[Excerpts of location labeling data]
# # #

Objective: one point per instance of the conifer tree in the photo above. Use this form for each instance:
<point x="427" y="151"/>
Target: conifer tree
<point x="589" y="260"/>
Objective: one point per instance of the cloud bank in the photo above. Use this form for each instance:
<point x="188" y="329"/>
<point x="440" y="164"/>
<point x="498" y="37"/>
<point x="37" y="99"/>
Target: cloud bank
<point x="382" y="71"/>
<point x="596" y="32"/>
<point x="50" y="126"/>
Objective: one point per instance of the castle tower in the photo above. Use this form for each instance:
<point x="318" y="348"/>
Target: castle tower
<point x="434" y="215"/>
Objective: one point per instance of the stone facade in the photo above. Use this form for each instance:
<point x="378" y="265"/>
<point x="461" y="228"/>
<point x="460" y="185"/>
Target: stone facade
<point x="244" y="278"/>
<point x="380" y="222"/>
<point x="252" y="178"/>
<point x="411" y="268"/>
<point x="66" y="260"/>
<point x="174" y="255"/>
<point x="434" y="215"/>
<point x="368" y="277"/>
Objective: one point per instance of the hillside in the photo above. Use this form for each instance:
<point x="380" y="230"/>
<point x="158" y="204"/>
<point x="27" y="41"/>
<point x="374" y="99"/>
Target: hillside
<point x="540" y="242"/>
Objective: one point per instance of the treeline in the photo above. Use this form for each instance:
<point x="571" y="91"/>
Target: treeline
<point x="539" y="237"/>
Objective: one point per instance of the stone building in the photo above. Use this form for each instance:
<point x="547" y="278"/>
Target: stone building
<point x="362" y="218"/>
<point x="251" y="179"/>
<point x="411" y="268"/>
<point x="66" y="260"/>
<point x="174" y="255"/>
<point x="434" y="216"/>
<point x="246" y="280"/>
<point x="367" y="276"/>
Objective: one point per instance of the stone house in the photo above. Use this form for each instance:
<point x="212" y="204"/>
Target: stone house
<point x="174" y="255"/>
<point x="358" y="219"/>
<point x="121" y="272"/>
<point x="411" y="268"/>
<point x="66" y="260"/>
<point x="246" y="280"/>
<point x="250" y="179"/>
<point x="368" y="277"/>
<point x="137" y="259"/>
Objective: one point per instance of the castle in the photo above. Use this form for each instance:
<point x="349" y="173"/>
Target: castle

# # #

Repeat only the stretch of lines that opens with the line containing "Objective: one point per instance of the stone building" and closes with the final line of the entries, both included, exactly as written.

**EXERCISE RESPONSE**.
Objective: one point per instance of the stone building in the photo above. Use this form for each instance:
<point x="547" y="278"/>
Target: stone building
<point x="362" y="218"/>
<point x="251" y="179"/>
<point x="411" y="268"/>
<point x="66" y="260"/>
<point x="174" y="255"/>
<point x="434" y="216"/>
<point x="246" y="280"/>
<point x="367" y="276"/>
Objective: one point per instance of the stone house in the photo above. Use this form for each instance:
<point x="212" y="204"/>
Target: stone house
<point x="174" y="255"/>
<point x="358" y="219"/>
<point x="121" y="272"/>
<point x="411" y="268"/>
<point x="66" y="260"/>
<point x="246" y="280"/>
<point x="250" y="179"/>
<point x="368" y="277"/>
<point x="137" y="259"/>
Objective: one point per instance of the castle in the photo above. Use this form for each instance:
<point x="349" y="173"/>
Target: castle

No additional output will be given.